— begin Given entries —

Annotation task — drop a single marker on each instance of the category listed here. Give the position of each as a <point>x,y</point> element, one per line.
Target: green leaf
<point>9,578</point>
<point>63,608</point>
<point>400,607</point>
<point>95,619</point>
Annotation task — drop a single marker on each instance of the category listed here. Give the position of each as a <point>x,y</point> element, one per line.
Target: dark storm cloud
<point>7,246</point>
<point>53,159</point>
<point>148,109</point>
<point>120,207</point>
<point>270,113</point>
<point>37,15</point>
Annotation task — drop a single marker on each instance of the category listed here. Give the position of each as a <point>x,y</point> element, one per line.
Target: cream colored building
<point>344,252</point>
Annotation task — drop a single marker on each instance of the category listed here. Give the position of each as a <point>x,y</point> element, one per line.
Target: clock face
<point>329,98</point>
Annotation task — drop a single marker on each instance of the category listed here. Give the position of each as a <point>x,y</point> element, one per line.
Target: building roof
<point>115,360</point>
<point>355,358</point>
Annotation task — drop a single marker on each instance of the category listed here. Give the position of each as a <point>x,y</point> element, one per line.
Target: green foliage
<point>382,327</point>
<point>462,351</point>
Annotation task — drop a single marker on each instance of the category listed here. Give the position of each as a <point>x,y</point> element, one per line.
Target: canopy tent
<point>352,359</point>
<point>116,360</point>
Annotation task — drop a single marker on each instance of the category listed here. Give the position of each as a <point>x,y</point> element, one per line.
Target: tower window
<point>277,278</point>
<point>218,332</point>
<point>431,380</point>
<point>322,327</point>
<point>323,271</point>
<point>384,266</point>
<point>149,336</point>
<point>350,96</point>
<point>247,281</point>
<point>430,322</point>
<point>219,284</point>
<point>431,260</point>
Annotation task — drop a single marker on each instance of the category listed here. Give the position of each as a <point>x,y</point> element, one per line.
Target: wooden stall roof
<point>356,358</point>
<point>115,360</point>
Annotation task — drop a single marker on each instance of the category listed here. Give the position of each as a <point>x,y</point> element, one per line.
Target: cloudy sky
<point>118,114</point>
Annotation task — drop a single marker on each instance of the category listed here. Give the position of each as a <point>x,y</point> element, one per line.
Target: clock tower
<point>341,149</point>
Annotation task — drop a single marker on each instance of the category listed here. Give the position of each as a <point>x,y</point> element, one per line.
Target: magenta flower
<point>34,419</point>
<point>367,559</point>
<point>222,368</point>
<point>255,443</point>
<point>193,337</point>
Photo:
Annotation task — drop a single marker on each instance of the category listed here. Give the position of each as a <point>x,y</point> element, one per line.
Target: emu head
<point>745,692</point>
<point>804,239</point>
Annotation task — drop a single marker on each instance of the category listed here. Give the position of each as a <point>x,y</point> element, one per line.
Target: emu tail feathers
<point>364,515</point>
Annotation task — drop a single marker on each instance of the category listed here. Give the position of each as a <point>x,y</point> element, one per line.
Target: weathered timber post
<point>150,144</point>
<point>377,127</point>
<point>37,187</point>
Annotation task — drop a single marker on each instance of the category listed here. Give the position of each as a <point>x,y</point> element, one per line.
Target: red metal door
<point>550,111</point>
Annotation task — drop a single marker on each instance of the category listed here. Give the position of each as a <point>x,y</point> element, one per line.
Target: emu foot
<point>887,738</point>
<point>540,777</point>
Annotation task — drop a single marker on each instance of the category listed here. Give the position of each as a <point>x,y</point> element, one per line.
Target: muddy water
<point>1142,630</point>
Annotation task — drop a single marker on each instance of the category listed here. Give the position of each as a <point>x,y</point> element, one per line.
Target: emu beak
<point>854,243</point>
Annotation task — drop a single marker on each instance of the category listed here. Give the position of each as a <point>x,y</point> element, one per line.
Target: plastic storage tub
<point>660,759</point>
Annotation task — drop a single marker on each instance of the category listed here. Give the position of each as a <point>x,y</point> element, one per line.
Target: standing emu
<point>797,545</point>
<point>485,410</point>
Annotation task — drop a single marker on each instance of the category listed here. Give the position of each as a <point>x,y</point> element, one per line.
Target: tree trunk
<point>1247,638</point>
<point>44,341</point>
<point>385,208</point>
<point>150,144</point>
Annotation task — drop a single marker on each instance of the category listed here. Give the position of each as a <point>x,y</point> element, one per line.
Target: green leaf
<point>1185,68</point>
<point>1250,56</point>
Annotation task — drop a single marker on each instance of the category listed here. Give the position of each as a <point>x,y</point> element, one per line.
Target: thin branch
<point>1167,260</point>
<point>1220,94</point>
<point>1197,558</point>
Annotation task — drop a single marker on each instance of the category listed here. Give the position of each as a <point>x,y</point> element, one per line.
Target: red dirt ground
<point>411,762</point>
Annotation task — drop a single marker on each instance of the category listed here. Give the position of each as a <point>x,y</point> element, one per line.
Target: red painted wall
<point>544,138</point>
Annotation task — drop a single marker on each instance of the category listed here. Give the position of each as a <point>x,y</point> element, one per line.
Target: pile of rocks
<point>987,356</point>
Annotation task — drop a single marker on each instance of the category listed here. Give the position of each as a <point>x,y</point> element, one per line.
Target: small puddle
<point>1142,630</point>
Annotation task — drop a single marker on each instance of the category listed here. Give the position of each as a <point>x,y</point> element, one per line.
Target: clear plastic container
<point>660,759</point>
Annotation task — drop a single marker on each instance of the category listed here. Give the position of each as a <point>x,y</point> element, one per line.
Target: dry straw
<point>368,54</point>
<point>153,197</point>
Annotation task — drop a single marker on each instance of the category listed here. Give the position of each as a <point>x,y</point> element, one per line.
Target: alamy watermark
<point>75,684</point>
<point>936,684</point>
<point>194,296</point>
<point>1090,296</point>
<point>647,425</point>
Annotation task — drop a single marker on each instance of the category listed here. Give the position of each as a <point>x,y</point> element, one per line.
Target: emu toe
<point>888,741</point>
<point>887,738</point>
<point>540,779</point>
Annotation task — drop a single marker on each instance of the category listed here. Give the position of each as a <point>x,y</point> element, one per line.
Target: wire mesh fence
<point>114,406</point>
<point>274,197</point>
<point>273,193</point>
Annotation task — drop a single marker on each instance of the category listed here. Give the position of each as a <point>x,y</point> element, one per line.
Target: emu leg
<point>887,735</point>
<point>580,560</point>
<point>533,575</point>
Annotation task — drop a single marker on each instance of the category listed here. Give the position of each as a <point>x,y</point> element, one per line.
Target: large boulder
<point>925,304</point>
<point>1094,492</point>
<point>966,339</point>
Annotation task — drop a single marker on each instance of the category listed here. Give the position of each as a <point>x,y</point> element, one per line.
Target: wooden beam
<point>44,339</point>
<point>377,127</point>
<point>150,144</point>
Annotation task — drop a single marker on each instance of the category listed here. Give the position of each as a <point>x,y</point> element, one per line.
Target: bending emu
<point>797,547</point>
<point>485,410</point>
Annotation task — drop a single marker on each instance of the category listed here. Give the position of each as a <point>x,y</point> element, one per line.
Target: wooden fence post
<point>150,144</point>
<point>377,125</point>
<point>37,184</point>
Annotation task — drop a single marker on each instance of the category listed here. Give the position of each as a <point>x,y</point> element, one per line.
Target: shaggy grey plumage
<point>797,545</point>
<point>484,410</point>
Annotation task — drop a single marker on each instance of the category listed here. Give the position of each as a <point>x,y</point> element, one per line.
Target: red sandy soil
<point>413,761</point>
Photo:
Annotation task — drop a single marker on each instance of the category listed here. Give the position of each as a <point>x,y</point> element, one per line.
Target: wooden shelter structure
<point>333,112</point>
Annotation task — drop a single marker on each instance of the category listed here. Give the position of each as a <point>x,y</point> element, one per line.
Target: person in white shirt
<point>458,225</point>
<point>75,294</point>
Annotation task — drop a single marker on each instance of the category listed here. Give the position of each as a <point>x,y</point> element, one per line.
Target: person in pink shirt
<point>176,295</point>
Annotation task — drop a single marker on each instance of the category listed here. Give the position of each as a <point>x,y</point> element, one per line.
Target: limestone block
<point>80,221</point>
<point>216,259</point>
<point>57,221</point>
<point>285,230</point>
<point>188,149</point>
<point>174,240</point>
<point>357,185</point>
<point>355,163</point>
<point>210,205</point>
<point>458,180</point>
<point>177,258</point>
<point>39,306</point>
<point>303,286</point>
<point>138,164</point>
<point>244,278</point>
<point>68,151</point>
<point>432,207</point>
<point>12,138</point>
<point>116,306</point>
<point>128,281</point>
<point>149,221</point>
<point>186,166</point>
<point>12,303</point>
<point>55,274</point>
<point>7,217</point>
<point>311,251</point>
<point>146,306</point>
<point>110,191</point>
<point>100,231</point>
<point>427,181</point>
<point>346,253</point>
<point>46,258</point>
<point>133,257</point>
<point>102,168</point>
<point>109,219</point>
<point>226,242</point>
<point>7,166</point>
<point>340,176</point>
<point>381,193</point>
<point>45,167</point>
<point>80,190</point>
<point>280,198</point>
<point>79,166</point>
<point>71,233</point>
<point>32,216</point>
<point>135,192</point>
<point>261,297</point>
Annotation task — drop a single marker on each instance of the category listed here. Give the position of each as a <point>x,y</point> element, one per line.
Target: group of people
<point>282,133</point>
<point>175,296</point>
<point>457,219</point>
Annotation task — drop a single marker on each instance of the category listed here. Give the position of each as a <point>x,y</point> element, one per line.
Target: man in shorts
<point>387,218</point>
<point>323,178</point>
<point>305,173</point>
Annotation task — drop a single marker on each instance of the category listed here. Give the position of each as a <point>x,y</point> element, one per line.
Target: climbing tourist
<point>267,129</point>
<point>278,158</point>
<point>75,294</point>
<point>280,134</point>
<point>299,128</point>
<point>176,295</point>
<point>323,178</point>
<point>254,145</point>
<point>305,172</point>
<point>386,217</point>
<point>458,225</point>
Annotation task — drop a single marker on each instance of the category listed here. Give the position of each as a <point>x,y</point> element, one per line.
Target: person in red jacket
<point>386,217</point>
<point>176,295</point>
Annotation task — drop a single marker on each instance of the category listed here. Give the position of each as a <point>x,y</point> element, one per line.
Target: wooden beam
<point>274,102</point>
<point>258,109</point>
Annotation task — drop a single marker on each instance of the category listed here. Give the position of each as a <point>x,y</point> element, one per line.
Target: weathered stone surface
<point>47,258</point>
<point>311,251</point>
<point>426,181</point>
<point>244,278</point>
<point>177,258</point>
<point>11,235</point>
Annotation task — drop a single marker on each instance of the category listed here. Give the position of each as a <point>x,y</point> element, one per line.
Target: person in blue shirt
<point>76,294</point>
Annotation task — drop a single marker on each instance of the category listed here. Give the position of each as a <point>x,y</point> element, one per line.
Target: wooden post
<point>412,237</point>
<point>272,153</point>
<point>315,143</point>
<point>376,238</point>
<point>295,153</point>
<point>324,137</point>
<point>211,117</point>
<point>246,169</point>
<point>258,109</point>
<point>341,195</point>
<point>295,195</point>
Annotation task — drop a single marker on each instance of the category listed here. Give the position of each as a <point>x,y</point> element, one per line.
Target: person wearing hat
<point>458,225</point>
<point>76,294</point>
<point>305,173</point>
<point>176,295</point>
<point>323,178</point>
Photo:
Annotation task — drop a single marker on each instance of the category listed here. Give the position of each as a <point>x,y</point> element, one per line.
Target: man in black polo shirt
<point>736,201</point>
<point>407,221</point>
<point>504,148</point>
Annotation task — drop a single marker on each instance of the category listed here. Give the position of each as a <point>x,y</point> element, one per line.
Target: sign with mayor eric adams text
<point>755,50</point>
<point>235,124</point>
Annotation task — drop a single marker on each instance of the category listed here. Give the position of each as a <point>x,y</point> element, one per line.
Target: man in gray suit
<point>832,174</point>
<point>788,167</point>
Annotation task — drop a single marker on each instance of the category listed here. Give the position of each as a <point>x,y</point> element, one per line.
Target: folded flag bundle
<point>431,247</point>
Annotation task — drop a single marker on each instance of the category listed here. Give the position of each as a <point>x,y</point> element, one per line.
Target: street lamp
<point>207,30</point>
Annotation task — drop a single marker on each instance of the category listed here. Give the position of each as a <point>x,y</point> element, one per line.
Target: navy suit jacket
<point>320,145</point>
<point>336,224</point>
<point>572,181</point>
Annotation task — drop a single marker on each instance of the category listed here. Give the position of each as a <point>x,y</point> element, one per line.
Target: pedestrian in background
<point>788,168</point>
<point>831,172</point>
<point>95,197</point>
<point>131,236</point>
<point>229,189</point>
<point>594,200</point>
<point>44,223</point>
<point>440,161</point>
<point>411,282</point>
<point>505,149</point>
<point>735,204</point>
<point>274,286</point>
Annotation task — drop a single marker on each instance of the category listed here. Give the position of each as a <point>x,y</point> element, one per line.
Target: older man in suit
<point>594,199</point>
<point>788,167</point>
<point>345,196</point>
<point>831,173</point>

— end Given entries —

Task requirements >>
Report each line in the entries above that contains the word "fence", and copy every such line in full.

Exercise result >>
Target: wire mesh fence
Target: wooden fence post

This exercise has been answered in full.